■ Provided text ■
Shumate also said he and his coworkers worry about their other coworkers who haven’t shown up to work in a month — potentially because they contracted COVID-19.
More money needs to go towards medical providers and their safety. Shumate thinks budget cuts should focus on nonessential areas, like patient satisfaction, since a hospital is a place to get better. “It’s good to make people feel cared for and happy, but the prioritization should be on the nurses,” he said.
Shumate believes the hospital has a way to fix this, but they likely won’t. “A little more support and prioritization should be given to the staff on these floors. If we don’t protect ourselves and then we’re out sick and the hospital is worrying about its income, it’s definitely going to be worse if we’re out too,” he said.
On April 20, Gov. Kemp said surgeons could start operating on patients again, though Commissioner of the Georgia Department of Health, Dr. Kathleen Toomey, admitted Georgia had not met the full criteria for reopening. Gov. Kemp’s office refused to comment when asked about hospital workers’ safety with the lack of PPE and doctors having to resume surgeries, regardless of their fears.

■ Collected material ■
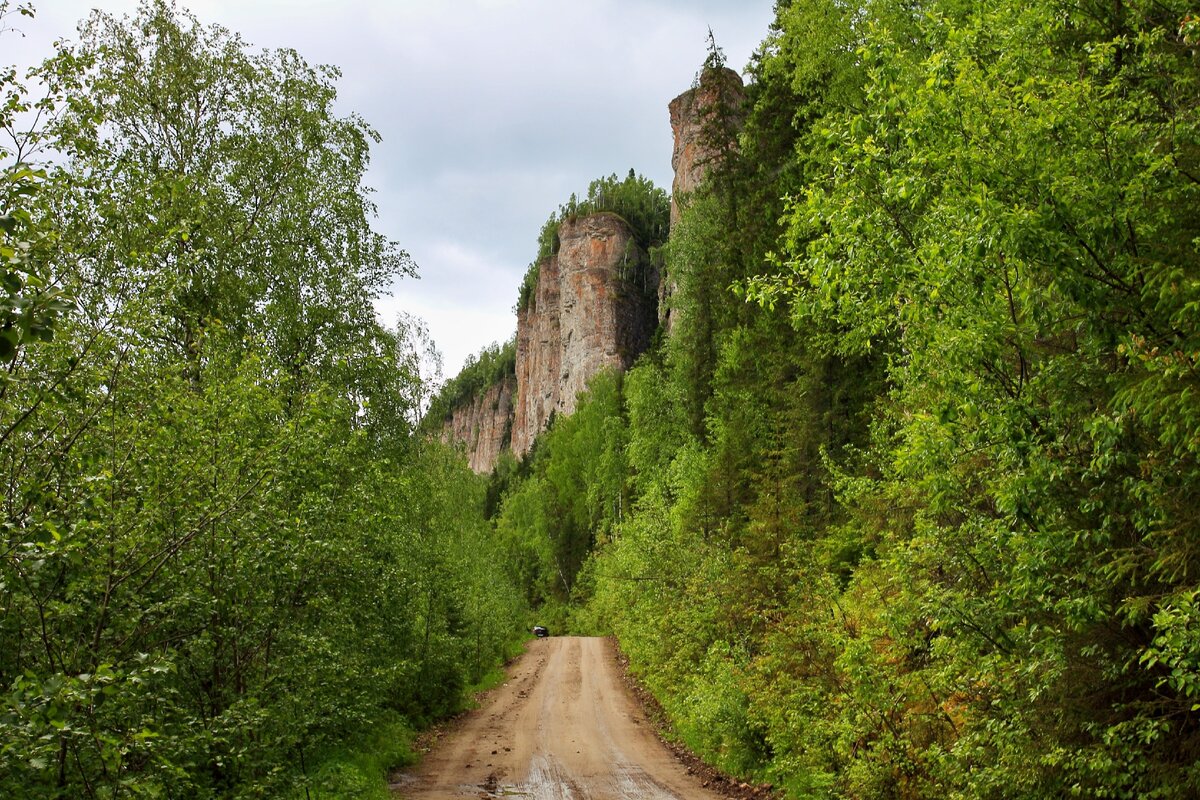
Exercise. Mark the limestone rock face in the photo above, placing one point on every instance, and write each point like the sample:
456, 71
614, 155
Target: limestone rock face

■ Prompt ■
Please retype the stretch from "Shumate believes the" through "of their fears." in the text on hospital staff safety during COVID-19, keeping every word and punctuation mark unchanged.

■ Reply ■
Shumate believes the hospital has a way to fix this, but they likely won’t. “A little more support and prioritization should be given to the staff on these floors. If we don’t protect ourselves and then we’re out sick and the hospital is worrying about its income, it’s definitely going to be worse if we’re out too,” he said.
On April 20, Gov. Kemp said surgeons could start operating on patients again, though Commissioner of the Georgia Department of Health, Dr. Kathleen Toomey, admitted Georgia had not met the full criteria for reopening. Gov. Kemp’s office refused to comment when asked about hospital workers’ safety with the lack of PPE and doctors having to resume surgeries, regardless of their fears.